EXTRACT PROVIDED -
★ ★ ★ ★ ★

For whom they like to see whole code, please refer to this address: http://codepaste.net/4ucvsw it is not perfect but I am working on it.
Question 4: The code guide says :
Because the fastest way to search for a particular item is to use a
binary search, you must ensure that the items in the collection are in
sorted order at all times. This won't be as hard to achieve as it may
seem. When you insert a new item, you can assume the array you are
inserting it into is already sorted. So all you need to do is find the
position in the array where the new item belongs, shift everything
greater than the new item one slot to the right, and insert the new
item. This is called insertion sort.
Here is the sort method logic. I am needed to make binary search to find where a new item belongs to so I can insert the new item in that place and move the other one slot to the right.
But I am not really sure how binary search will work for me here since I am not really sure what I need to find. I am given the item to add not the item to find. Instead what I think is to compare each element with the one I need to add and when I find the last smaller and first greater item, then I will get the first greater item's index, move them to the right and add new item at the index.
Question 3:
The fact is that every collection works with a predefined comparator, which is implicitly defined on the E, so that every class that will be used to concretize the type parameter E should implement Comparable<E>. The compare method you are looking for natural ordering is the method
int compareTo(E other)
that must be implemented by the classes that you are going to use with your data structure. Since your work is not related to defining classes to be used with your collection but just the collection itself what you are going to do it to have
public class MySortedSet<E> ... {
private Comparator<? super E> _comparator;
public int innerCompare(E e1, E e2)
{
if (_comparator != null)
return _comparator.compare(e1,e2);
else
return e1.compareTo(e2);
}
...
So that you'll use a custom comparator when provided, the natural one otherwise.
Both Comparable and Comparator work by following the same principle but the first one, as the name states, is attached to a data class, so that it is its natural comparator. The latter, instead, is used because it allows you to define a custom way to sort elements which would be sorted in a different way according to natural ordering.
Question 4:
What it means is that, under the assumption of having a sorted array, you just must keep this constraint valid after every insertion and you will be allowed to do binary search when looking for items.
You must focus just on placing the elements at correct index (the item you have to add). The part of the statement related to finding elements must be interpreted in the following way:
if you take care of keeping your array sorted, that can be done by ensuring that every element you add is placed in right position (eg with insertion sort), then you can apply binary search on the array when looking if an element is contained in the set.
This is true because, if the array is sorted, you can be sure that looking at the middle element of a section of the array will always point you to the right direction to see if another element is indeed contained in the list.
EG:
1, 2, 6, 11, 21, 30, 45
You need to check for 2, you can take element at index size()/2 = 3, which is 11. Since your already know that the array is sorted and 2 < 11 you can just do the same thing recursively on the left half and so on.

★ ★ ★ ★ ★

JOB 1 - Turn the records into a numbered list, starting with the line containing "Where can the dark wood table" and continuing through the line containing "(707, 1197)", leaving out blank lines.

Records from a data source
★ ★ ★ ★ ★

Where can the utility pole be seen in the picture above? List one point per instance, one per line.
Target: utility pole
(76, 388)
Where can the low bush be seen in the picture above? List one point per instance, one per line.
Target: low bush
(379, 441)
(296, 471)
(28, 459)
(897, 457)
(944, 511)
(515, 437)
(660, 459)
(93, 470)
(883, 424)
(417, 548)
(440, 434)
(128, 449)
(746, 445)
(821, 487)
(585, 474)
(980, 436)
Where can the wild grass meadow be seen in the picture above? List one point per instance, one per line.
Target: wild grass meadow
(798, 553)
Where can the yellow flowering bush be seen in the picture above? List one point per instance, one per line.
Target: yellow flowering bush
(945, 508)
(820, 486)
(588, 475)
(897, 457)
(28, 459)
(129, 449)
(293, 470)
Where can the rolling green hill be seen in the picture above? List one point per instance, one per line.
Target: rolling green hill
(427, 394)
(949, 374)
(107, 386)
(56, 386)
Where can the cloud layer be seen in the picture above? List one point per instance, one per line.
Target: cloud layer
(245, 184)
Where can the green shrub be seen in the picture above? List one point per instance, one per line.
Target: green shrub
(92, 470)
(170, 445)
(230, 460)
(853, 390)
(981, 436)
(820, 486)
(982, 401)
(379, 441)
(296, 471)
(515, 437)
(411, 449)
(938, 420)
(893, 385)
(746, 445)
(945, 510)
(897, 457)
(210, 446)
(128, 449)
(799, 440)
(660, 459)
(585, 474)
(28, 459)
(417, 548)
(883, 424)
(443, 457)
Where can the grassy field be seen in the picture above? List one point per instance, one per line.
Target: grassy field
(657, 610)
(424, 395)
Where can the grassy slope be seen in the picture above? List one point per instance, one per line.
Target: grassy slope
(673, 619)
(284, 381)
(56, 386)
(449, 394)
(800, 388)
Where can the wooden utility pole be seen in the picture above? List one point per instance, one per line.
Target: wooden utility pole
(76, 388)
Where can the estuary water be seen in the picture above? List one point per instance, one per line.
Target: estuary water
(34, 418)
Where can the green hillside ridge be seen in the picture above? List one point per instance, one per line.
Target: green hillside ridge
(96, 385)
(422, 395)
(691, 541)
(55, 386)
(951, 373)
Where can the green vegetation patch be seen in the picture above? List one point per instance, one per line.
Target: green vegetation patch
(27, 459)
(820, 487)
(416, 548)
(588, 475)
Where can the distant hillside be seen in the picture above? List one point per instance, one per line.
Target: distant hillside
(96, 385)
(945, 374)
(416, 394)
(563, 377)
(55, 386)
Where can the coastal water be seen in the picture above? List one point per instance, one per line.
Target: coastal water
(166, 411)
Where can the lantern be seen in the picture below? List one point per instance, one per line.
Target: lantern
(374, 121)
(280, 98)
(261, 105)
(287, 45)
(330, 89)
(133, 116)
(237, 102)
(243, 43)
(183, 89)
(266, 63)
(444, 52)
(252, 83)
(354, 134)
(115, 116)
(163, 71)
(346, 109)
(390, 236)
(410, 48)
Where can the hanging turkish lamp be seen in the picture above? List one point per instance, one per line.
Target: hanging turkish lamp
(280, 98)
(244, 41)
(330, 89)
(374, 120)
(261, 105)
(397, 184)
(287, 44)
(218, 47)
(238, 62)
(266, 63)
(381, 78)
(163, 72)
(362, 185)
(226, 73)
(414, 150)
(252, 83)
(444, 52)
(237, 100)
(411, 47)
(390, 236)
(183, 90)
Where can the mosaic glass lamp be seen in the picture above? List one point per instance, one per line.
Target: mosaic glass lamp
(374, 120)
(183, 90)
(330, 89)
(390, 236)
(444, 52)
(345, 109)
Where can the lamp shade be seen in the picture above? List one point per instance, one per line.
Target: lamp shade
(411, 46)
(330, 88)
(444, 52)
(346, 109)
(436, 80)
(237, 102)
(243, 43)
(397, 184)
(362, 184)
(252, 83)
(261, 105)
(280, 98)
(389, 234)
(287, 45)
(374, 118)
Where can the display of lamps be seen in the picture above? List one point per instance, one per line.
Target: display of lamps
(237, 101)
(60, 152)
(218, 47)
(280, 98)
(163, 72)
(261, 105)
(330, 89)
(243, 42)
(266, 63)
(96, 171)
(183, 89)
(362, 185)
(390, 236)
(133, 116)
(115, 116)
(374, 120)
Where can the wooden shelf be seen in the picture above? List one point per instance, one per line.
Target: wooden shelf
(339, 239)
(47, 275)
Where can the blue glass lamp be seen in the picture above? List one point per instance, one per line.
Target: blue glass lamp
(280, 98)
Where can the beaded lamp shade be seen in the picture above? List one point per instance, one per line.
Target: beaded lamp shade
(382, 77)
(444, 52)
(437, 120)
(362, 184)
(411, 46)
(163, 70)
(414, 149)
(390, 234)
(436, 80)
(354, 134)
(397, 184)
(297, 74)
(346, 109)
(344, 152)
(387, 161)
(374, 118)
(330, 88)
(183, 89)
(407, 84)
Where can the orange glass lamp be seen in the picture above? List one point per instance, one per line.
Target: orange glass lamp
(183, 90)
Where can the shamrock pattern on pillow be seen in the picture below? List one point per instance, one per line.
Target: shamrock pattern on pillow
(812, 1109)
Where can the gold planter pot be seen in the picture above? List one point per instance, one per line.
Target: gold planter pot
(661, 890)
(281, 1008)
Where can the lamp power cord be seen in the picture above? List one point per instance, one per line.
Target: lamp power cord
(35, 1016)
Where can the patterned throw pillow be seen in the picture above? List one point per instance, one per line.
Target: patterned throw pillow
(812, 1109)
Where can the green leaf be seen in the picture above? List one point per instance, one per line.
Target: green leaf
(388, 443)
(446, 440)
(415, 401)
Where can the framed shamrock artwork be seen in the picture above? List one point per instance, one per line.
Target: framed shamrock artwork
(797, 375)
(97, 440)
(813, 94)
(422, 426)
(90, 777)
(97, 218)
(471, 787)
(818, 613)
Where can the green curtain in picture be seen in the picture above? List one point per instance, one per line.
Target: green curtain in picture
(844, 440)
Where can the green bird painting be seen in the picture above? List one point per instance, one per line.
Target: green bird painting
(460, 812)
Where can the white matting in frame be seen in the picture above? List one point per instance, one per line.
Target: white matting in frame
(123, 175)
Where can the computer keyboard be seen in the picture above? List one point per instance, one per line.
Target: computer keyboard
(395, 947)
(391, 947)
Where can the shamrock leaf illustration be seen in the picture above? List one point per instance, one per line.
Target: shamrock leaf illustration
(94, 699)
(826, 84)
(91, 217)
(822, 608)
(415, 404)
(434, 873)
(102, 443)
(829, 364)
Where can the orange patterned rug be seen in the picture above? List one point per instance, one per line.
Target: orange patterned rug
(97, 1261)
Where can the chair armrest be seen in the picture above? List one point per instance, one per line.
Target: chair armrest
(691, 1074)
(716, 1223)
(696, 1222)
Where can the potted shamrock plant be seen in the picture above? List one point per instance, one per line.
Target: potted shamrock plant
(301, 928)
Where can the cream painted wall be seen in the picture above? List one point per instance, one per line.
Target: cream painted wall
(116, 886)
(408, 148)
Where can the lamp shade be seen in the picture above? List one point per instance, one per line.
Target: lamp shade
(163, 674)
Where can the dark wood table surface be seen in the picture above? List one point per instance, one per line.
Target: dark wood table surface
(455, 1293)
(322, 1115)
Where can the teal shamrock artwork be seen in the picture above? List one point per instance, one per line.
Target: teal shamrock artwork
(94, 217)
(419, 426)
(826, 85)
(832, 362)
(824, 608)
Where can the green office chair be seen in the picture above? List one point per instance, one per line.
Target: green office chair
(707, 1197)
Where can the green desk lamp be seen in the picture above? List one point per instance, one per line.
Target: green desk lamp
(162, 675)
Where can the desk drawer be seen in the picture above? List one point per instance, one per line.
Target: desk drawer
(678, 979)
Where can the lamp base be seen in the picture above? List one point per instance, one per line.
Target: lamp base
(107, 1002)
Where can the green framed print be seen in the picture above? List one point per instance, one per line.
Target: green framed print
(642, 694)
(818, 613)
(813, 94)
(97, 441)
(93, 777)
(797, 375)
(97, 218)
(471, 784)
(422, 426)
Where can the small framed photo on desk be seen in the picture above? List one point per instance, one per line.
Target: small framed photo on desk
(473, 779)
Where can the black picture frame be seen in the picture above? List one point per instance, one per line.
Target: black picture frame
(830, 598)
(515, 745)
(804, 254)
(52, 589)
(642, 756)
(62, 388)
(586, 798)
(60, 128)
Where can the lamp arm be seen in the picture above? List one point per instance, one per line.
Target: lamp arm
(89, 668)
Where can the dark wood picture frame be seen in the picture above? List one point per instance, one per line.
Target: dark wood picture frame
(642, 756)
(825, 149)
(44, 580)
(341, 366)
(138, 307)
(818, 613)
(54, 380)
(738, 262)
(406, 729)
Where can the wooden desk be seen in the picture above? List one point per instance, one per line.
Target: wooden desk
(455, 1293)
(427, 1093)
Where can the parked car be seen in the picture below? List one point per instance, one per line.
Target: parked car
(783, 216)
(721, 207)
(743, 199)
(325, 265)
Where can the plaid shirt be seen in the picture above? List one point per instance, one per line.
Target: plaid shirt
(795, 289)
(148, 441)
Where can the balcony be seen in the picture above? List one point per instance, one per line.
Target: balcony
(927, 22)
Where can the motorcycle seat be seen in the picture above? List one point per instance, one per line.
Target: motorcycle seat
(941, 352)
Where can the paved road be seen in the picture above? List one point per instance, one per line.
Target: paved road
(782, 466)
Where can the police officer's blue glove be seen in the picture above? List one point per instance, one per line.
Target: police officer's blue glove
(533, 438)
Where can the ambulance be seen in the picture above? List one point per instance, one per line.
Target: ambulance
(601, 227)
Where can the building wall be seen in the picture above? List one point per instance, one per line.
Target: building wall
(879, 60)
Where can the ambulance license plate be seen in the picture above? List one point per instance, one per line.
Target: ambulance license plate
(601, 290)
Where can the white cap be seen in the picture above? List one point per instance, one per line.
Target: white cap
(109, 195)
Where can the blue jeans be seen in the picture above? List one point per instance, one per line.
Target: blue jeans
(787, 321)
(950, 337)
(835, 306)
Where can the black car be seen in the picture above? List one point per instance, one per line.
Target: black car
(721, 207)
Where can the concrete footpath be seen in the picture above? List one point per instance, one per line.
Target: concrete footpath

★ ★ ★ ★ ★

JOB 2 - In the thread about keeping a sorted array, what value sits at index size()/2 = 3 in the example array?

WRITTEN RESPONSE 1 -
1. Where can the dark wood table surface be seen in the picture above? List one point per instance, one per line.
2. Target: dark wood table surface
3. (455, 1293)
4. (322, 1115)
5. Where can the teal shamrock artwork be seen in the picture above? List one point per instance, one per line.
6. Target: teal shamrock artwork
7. (94, 217)
8. (419, 426)
9. (826, 85)
10. (832, 362)
11. (824, 608)
12. Where can the green office chair be seen in the picture above? List one point per instance, one per line.
13. Target: green office chair
14. (707, 1197)

WRITTEN RESPONSE 2 - 11